[Relevés de coordonnées annotés]

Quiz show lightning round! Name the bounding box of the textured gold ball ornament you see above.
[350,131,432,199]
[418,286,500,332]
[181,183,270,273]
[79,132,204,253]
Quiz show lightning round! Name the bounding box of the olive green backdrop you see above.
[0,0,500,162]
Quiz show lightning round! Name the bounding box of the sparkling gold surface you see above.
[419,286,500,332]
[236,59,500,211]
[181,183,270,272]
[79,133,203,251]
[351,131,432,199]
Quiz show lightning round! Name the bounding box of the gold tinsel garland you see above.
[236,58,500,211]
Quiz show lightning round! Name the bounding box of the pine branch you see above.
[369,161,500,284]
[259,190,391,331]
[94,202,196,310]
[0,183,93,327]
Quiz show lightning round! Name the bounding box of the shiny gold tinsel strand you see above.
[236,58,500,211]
--
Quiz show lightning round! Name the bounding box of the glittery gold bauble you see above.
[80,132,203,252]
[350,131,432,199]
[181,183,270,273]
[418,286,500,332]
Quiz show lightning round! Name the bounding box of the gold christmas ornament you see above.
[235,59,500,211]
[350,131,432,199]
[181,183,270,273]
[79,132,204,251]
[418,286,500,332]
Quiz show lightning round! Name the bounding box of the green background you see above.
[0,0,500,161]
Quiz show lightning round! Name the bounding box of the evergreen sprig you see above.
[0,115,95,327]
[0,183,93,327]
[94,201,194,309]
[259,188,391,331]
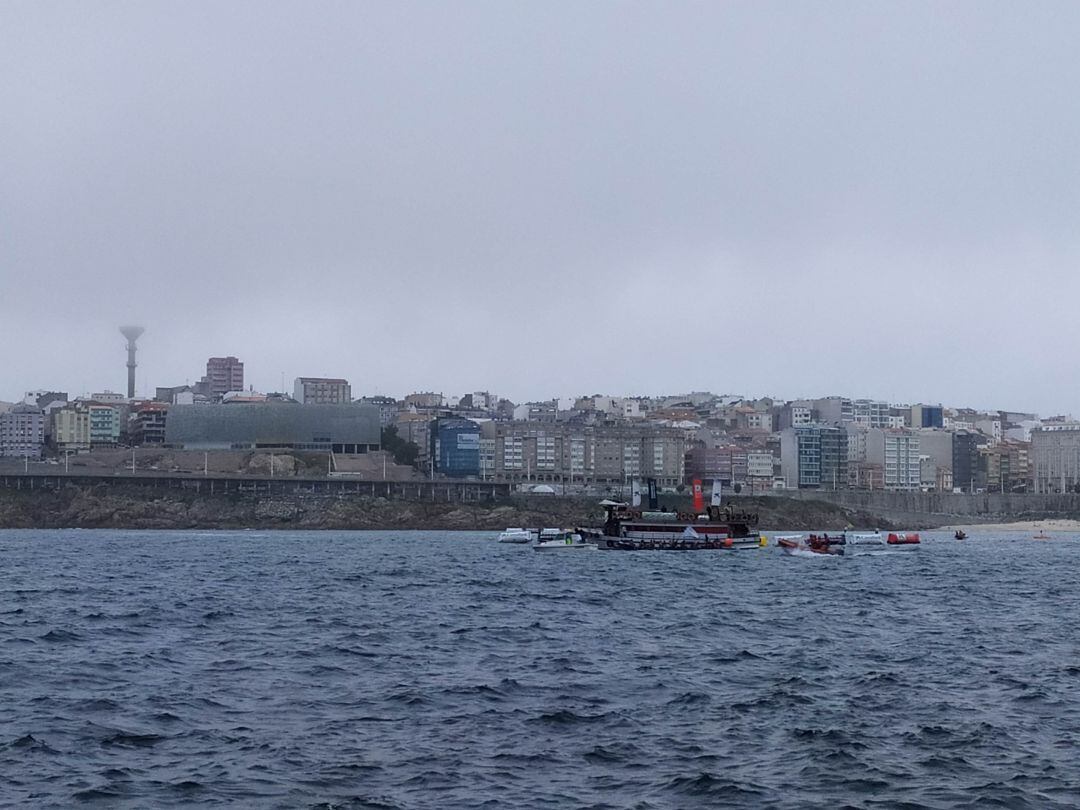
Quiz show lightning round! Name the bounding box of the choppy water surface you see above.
...
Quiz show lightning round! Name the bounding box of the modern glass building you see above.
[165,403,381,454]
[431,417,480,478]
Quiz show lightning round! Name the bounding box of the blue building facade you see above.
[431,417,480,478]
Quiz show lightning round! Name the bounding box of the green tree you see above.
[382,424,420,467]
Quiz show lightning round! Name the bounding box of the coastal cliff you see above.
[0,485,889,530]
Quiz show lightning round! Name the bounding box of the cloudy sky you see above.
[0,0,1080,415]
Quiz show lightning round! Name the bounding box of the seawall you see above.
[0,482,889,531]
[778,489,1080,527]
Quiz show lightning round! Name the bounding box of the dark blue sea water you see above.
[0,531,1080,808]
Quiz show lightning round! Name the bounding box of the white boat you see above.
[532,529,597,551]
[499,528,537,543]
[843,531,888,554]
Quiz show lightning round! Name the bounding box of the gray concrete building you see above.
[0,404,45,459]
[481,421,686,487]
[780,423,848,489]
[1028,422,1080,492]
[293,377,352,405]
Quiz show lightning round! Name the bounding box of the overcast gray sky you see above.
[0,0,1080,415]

→ CONSIGNE
Quelles lignes des items contiennent le mot « tinsel » ? Repérez-les et recopiez chacune d'elles.

→ RÉSULTAT ATTENDU
Quiz show lightning round! Name the bounding box of the gold tinsel garland you see above.
Quiz show lightning round! Name the bounding box of the shiny gold tinsel strand you see above.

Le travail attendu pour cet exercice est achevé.